Estratto del documento:
>>>

Eliette Abécassis, classe `69, docente di filosofia
all'Università di Caen, è nata a Strasburgo, ha
origini ebraiche sefardite. Clandestino racconta
dell'incontro fatale fra un uomo e una donna in viaggio sullo
stesso treno che riporterà lei verso casa e lui, immigrato
irregolare senza biglietto né documenti, verso la speranza
di una vita migliore.
Tutto si svolge in una sola notte,
scatta tra loro una forte attrazione che spingerà lei ad
aiutarlo e a difenderlo dei piccoli e grandi arbitrii che un sans
papier è normalmente costretto a subire all'interno
della fortezza europea. Apparentemente diversi, i protagonisti si
riconoscono come estranei al mondo, entrambi in fuga. Lui dalla
polizia, lei da una vita grigia ed insoddisfacente. Personaggi
anonimi, ai quali è negato persino un nome, che si muovono
in una stazione ferroviaria di una qualunque città,
indefinita, in un romanzo che si presta ad una valenza
universale, una storia che potrebbe accadere a chiunque e in
qualunque paese europeo.
Nessun documento per lui,
guardato con sospetto e disprezzo, presenza scomoda per la sua
diversità: Sul volto era impresso il marchio dello
straniero. Non gli andava di sentirsi diverso. Avrebbe voluto
essere anonimo nella folla... è diverso nel loro sguardo.

<<<

Azioni richieste:
a) Ricopia parola per parola il passo del testo su Clandestino che va da "Eliette Abécassis, classe" a "una vita migliore.".
b) Nel testo su Clandestino, quanto tempo dura tutta la vicenda?
c) Porta avanti il testo sul romanzo Clandestino, ripartendo dopo l'ultima frase riportata.

Materiale:

>>>

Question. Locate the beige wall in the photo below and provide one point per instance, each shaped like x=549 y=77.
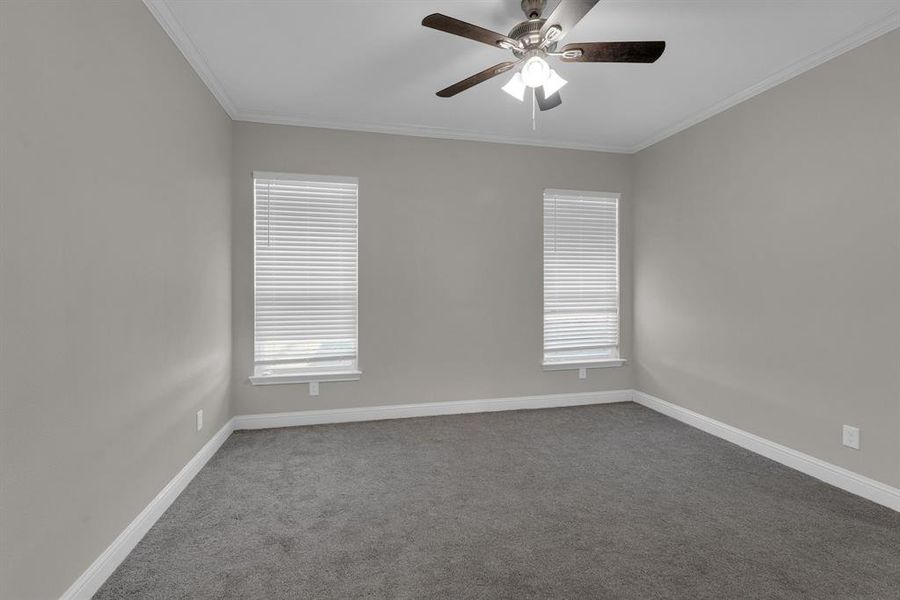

<<<

Risultati attesi:
a)
Eliette Abécassis, classe `69, docente di filosofia
all'Università di Caen, è nata a Strasburgo, ha
origini ebraiche sefardite. Clandestino racconta
dell'incontro fatale fra un uomo e una donna in viaggio sullo
stesso treno che riporterà lei verso casa e lui, immigrato
irregolare senza biglietto né documenti, verso la speranza
di una vita migliore.

b) Si svolge in una sola notte.

c)
Lo sarà sempre. Un migrante, dunque, che vive con
sentimenti alterni tra rabbia e vergogna lo sguardo inquisitorio
degli altri. E quando accarezza l'idea di sedurre e conquistare
la sua casuale compagna di viaggio, si ritrae quasi con vergogna
per aver coltivato un desiderio che lui stesso reputa
irraggiungibile. La diversità e il rifiuto da parte degli
altri sono una ferita aperta, perché sa che «non lo
voleva nessuno. Nessuno l'avrebbe mai voluto. Gli avrebbero
sempre detto che era altro, diverso».
Nei giorni
scorsi abbiamo incontrato la Abécassis, a Bologna per la
rassegna La parola immaginata, letture sceniche con
autori, musica dal vivo ed immagini.
Come mai ha scelto
di raccontare la storia di un Clandestino...
Per
diverse ragioni, per parlare in forma romanzata di un problema
che sta diventando uno dei maggiori problemi del nostro tempo e
delle nostre società europee, l'immigrazione di persone
che partono da altri paesi e arrivano da noi e del problema
politico e sociale che questo comporta.
Come sta
vivendo la Francia questo fenomeno?
In maniera
complessa e problematica, perché si cercano soluzioni, ma
si finisce per escludere i clandestini o metterli in campi, come
è accaduto in Francia nel nord del paese, oppure rispediti
in campi nei paesi maghrebini.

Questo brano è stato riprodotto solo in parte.